Stated problem 1: Turn the lines of the records between the line holding "get_box(shoulder)" and the line holding "top-left (197, 361), bottom-right (315, 386)", inclusive, into a JSON list of strings with one string per line and blank lines left out.

Peter Mayhew’s Chewbacca costume from Revenge of the Sith was on display, along with a realistic Yoda likeness and a murderer’s row of original trilogy costumes: Luke Skywalker’s X-Wing fighter outfit (worn by Mark Hamill in A New Hope), Han Solo’s Bespin fatigues and Leia’s cold-weather Hoth gear (worn by Harrison Ford and Carrie Fisher in The Empire Strikes Back), and Lando Calrissian’s Rebel Alliance General uniform (worn by Billy Dee Williams in Return of the Jedi).

The exhibition also featured an interactive component that allowed you to design your own Star Wars character and make choices that would shape his or her identity. I designed a Wookie named Chubaka: a phonetic, Tokyo-appropriate Star Wars pun on the Japanese words chu or chuu and baka, which together translate out to mean “middle idiot.” (You can read more about the influence of Japanese phonetics on Star Wars here.)

6. The Elephants in the Vehicle Design Room

The lumbering Gorilla Walkers at the end of The Last Jedi weren’t the only bad-guy vehicles influenced by members of the animal kingdom. Sound designers combined an elephant’s scream with the noise of a car driving on a wet road to produce the instantly recognizable roar of Imperial TIE Fighters. The Industrial Light & Magic team also studied elephants in motion to perfect the movements of the original AT-AT Walkers in The Empire Strikes Back.

Visual effects artist Joe Johnston, who would eventually go on to direct films like Honey, I Shrunk the Kids and Captain America: The First Avenger, provided concept art for such things as the Death Star surface and its laser cannons.

7. Where Can I Get a Millennium Falcon Burger?

Johnston also inked detailed concept art for the Millennium Falcon. Some of the original production models used to capture footage of the Falcon and other ships were on display at the exhibition, as well. According to the display placards, George Lucas based the Falcon’s radial shape on a hamburger, of all things. The asymmetrical cockpit was leftover from an earlier design for a different-looking ship, while the mandibles were added to give the Falcon a readily identifiable front and back.

Stated problem 2:
Answer these questions using the Star Wars exhibition piece:
(a) What name did the writer give the Wookie designed at the exhibition?
(b) Which two sounds were combined to make the roar of Imperial TIE Fighters?
(c) According to the display placards, what did George Lucas base the Falcon's radial shape on?

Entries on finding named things
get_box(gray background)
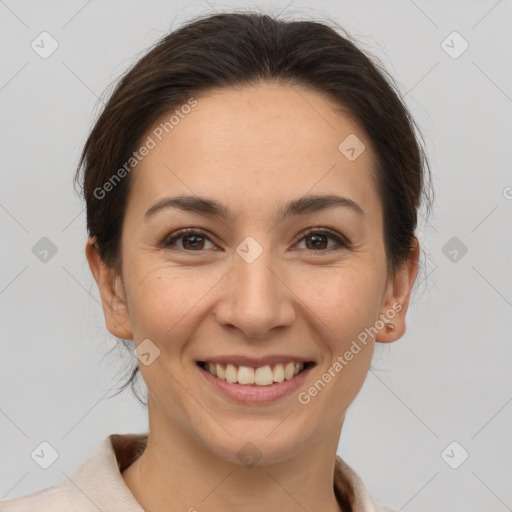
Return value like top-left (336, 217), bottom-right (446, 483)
top-left (0, 0), bottom-right (512, 512)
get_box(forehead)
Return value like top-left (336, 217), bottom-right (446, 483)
top-left (132, 83), bottom-right (378, 222)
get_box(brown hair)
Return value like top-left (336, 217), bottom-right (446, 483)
top-left (75, 12), bottom-right (430, 406)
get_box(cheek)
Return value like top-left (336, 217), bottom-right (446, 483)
top-left (123, 258), bottom-right (222, 344)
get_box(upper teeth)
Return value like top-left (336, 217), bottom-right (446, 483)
top-left (205, 362), bottom-right (304, 386)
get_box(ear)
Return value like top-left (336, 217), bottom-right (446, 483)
top-left (85, 238), bottom-right (133, 339)
top-left (375, 237), bottom-right (420, 343)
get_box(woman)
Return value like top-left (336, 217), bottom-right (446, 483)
top-left (0, 9), bottom-right (428, 512)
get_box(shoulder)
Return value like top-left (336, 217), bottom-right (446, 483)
top-left (0, 482), bottom-right (92, 512)
top-left (0, 434), bottom-right (147, 512)
top-left (334, 455), bottom-right (396, 512)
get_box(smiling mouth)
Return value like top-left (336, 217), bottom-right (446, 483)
top-left (197, 361), bottom-right (315, 386)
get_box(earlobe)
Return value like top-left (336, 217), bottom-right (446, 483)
top-left (85, 238), bottom-right (133, 339)
top-left (375, 237), bottom-right (420, 343)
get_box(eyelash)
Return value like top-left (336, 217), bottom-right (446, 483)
top-left (163, 228), bottom-right (350, 253)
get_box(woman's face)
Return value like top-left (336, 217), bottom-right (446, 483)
top-left (88, 84), bottom-right (415, 463)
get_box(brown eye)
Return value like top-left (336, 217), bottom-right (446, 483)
top-left (164, 230), bottom-right (211, 252)
top-left (294, 230), bottom-right (349, 252)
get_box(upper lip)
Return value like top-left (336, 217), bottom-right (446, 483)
top-left (198, 354), bottom-right (314, 368)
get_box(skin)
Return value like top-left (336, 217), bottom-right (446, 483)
top-left (86, 83), bottom-right (418, 512)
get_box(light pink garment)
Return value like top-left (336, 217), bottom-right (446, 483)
top-left (0, 434), bottom-right (394, 512)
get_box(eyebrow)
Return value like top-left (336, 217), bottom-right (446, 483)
top-left (144, 194), bottom-right (364, 221)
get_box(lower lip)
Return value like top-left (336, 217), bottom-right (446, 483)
top-left (196, 365), bottom-right (314, 404)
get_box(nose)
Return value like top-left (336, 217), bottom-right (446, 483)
top-left (214, 250), bottom-right (295, 339)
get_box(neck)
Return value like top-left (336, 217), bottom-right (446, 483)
top-left (122, 406), bottom-right (348, 512)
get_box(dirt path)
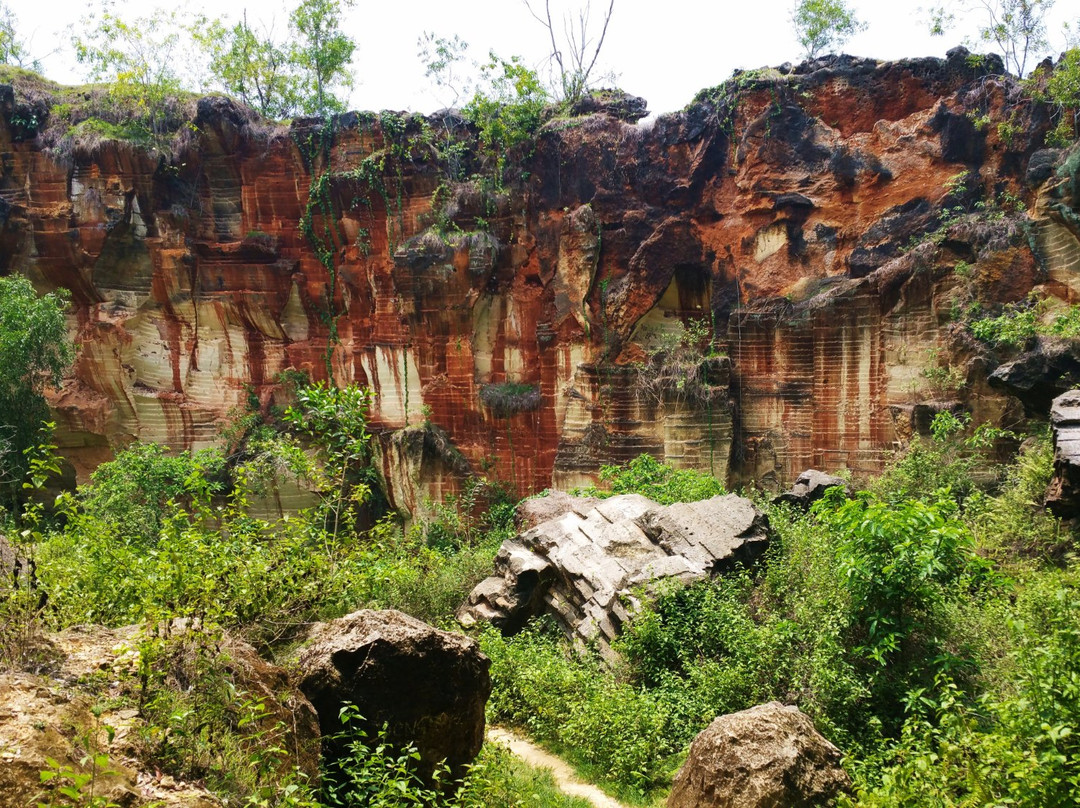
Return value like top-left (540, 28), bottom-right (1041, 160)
top-left (487, 727), bottom-right (626, 808)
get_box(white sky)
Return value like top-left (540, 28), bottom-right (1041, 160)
top-left (10, 0), bottom-right (1080, 112)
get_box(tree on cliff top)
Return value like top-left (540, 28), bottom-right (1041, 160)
top-left (0, 275), bottom-right (72, 501)
top-left (930, 0), bottom-right (1054, 76)
top-left (73, 5), bottom-right (183, 135)
top-left (289, 0), bottom-right (356, 115)
top-left (0, 3), bottom-right (38, 70)
top-left (192, 12), bottom-right (300, 119)
top-left (523, 0), bottom-right (615, 106)
top-left (792, 0), bottom-right (866, 59)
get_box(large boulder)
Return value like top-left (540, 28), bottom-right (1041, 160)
top-left (1047, 390), bottom-right (1080, 519)
top-left (667, 701), bottom-right (851, 808)
top-left (297, 609), bottom-right (491, 778)
top-left (458, 494), bottom-right (768, 655)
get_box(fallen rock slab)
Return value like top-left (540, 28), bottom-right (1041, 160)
top-left (457, 494), bottom-right (768, 655)
top-left (297, 609), bottom-right (491, 778)
top-left (667, 701), bottom-right (851, 808)
top-left (1047, 390), bottom-right (1080, 519)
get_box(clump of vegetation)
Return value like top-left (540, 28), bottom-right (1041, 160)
top-left (970, 295), bottom-right (1080, 348)
top-left (580, 455), bottom-right (725, 504)
top-left (480, 381), bottom-right (541, 418)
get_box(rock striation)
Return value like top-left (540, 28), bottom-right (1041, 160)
top-left (0, 51), bottom-right (1080, 510)
top-left (297, 609), bottom-right (491, 778)
top-left (458, 494), bottom-right (769, 654)
top-left (1047, 390), bottom-right (1080, 519)
top-left (667, 701), bottom-right (851, 808)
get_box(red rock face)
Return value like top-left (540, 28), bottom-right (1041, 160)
top-left (0, 56), bottom-right (1080, 507)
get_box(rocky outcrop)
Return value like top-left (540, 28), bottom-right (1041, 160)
top-left (989, 339), bottom-right (1080, 418)
top-left (667, 701), bottom-right (851, 808)
top-left (458, 494), bottom-right (768, 654)
top-left (0, 621), bottom-right (319, 808)
top-left (772, 469), bottom-right (850, 510)
top-left (0, 52), bottom-right (1080, 509)
top-left (297, 610), bottom-right (491, 778)
top-left (1047, 390), bottom-right (1080, 519)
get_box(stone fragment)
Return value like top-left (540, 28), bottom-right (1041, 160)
top-left (458, 494), bottom-right (768, 655)
top-left (772, 469), bottom-right (850, 510)
top-left (1047, 390), bottom-right (1080, 519)
top-left (667, 701), bottom-right (850, 808)
top-left (297, 609), bottom-right (491, 778)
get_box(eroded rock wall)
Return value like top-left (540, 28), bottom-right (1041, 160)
top-left (0, 53), bottom-right (1080, 508)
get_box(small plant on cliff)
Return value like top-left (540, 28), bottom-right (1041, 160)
top-left (0, 275), bottom-right (73, 509)
top-left (792, 0), bottom-right (866, 59)
top-left (523, 0), bottom-right (615, 107)
top-left (580, 455), bottom-right (725, 504)
top-left (480, 381), bottom-right (541, 418)
top-left (288, 0), bottom-right (356, 116)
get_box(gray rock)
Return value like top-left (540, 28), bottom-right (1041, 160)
top-left (667, 701), bottom-right (851, 808)
top-left (772, 469), bottom-right (850, 510)
top-left (297, 609), bottom-right (491, 779)
top-left (1047, 390), bottom-right (1080, 519)
top-left (458, 494), bottom-right (768, 655)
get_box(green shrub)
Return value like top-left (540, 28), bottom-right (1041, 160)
top-left (580, 455), bottom-right (725, 504)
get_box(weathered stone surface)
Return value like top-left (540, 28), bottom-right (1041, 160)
top-left (1047, 390), bottom-right (1080, 519)
top-left (297, 610), bottom-right (491, 777)
top-left (667, 701), bottom-right (850, 808)
top-left (458, 494), bottom-right (768, 652)
top-left (772, 469), bottom-right (850, 510)
top-left (514, 490), bottom-right (600, 533)
top-left (0, 52), bottom-right (1080, 510)
top-left (0, 622), bottom-right (319, 808)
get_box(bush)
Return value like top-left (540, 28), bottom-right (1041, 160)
top-left (579, 455), bottom-right (725, 504)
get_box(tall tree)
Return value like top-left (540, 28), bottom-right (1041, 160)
top-left (930, 0), bottom-right (1054, 76)
top-left (289, 0), bottom-right (356, 115)
top-left (73, 4), bottom-right (184, 134)
top-left (522, 0), bottom-right (615, 105)
top-left (192, 11), bottom-right (299, 119)
top-left (792, 0), bottom-right (866, 59)
top-left (0, 2), bottom-right (39, 70)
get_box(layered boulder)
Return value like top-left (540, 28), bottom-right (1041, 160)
top-left (667, 701), bottom-right (851, 808)
top-left (458, 494), bottom-right (768, 654)
top-left (297, 609), bottom-right (491, 778)
top-left (1047, 390), bottom-right (1080, 519)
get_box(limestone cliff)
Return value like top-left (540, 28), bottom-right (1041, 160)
top-left (0, 52), bottom-right (1080, 507)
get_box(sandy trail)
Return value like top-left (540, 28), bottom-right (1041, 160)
top-left (487, 727), bottom-right (626, 808)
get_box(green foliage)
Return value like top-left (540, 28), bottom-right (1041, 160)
top-left (581, 455), bottom-right (725, 504)
top-left (481, 624), bottom-right (680, 794)
top-left (462, 51), bottom-right (548, 187)
top-left (73, 5), bottom-right (183, 135)
top-left (0, 3), bottom-right (34, 70)
top-left (288, 0), bottom-right (356, 116)
top-left (80, 443), bottom-right (225, 544)
top-left (814, 489), bottom-right (985, 710)
top-left (323, 705), bottom-right (590, 808)
top-left (480, 381), bottom-right (540, 418)
top-left (792, 0), bottom-right (865, 59)
top-left (970, 296), bottom-right (1080, 348)
top-left (282, 382), bottom-right (378, 537)
top-left (1034, 48), bottom-right (1080, 147)
top-left (0, 275), bottom-right (73, 508)
top-left (192, 13), bottom-right (300, 119)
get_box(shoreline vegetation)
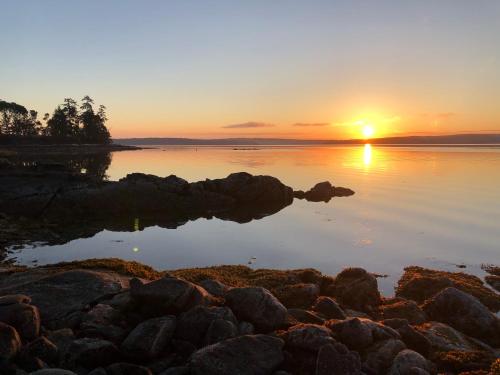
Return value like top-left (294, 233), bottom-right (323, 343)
top-left (0, 258), bottom-right (500, 375)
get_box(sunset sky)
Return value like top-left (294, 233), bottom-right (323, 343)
top-left (0, 0), bottom-right (500, 138)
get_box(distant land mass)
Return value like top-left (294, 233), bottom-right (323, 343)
top-left (113, 134), bottom-right (500, 146)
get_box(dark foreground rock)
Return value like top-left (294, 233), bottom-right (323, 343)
top-left (0, 260), bottom-right (500, 375)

Output 1:
[
  "get_box(shoulder)",
  "Return value like top-left (336, 217), bottom-right (446, 483)",
  "top-left (0, 482), bottom-right (92, 512)",
  "top-left (0, 434), bottom-right (147, 512)",
  "top-left (334, 455), bottom-right (396, 512)",
  "get_box(smiling mouth)",
  "Return value like top-left (336, 217), bottom-right (446, 483)",
  "top-left (197, 361), bottom-right (315, 386)"
]

Output 2:
(a) Chubaka
(b) An elephant's scream and the noise of a car driving on a wet road
(c) A hamburger